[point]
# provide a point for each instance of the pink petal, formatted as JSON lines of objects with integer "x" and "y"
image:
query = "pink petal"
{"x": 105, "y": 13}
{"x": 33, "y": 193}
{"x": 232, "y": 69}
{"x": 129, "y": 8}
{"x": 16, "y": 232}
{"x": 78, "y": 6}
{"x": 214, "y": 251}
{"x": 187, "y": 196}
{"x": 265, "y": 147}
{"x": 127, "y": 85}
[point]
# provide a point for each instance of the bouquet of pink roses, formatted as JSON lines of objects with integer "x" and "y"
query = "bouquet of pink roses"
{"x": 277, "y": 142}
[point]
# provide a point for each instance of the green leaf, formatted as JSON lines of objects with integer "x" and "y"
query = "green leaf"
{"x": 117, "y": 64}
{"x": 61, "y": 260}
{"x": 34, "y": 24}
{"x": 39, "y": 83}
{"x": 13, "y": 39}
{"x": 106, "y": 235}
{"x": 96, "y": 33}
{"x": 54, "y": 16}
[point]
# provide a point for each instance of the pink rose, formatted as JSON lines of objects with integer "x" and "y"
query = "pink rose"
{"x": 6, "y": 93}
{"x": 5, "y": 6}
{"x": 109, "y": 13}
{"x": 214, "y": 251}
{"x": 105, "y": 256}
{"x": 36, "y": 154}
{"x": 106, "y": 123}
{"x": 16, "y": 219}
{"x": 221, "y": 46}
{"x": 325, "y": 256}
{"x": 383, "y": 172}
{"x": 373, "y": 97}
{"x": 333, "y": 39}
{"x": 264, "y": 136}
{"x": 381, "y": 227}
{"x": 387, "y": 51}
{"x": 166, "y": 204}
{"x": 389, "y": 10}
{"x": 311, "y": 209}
-----
## TASK ITEM:
Reproduce the material above. Do not change a word.

## WRITTEN SOLUTION:
[point]
# provide a point for each instance of the pink petal, formatted as JSON lines of objects with integer "x" and "y"
image:
query = "pink petal"
{"x": 105, "y": 13}
{"x": 33, "y": 193}
{"x": 232, "y": 69}
{"x": 129, "y": 8}
{"x": 16, "y": 232}
{"x": 78, "y": 6}
{"x": 214, "y": 251}
{"x": 187, "y": 196}
{"x": 265, "y": 147}
{"x": 127, "y": 85}
[point]
# provide a point for each instance of the bouquet of pink roses, formatted as JSON lines of objects with integer "x" and "y"
query = "bouquet of pink roses"
{"x": 277, "y": 142}
[point]
# provide a point for each instance of the green leaf, formatted as JSON lines of objects with integer "x" and "y"
query = "green leaf"
{"x": 117, "y": 64}
{"x": 61, "y": 260}
{"x": 34, "y": 24}
{"x": 39, "y": 83}
{"x": 13, "y": 39}
{"x": 106, "y": 235}
{"x": 96, "y": 33}
{"x": 54, "y": 16}
[point]
# provide a point for each instance of the pink rose, formatted as JSON lines of objects with integer "x" and "y"
query = "pink rose"
{"x": 6, "y": 93}
{"x": 5, "y": 6}
{"x": 109, "y": 13}
{"x": 214, "y": 251}
{"x": 105, "y": 256}
{"x": 36, "y": 154}
{"x": 106, "y": 123}
{"x": 16, "y": 219}
{"x": 221, "y": 46}
{"x": 325, "y": 256}
{"x": 383, "y": 172}
{"x": 373, "y": 97}
{"x": 333, "y": 39}
{"x": 264, "y": 136}
{"x": 381, "y": 227}
{"x": 387, "y": 51}
{"x": 166, "y": 204}
{"x": 389, "y": 10}
{"x": 311, "y": 209}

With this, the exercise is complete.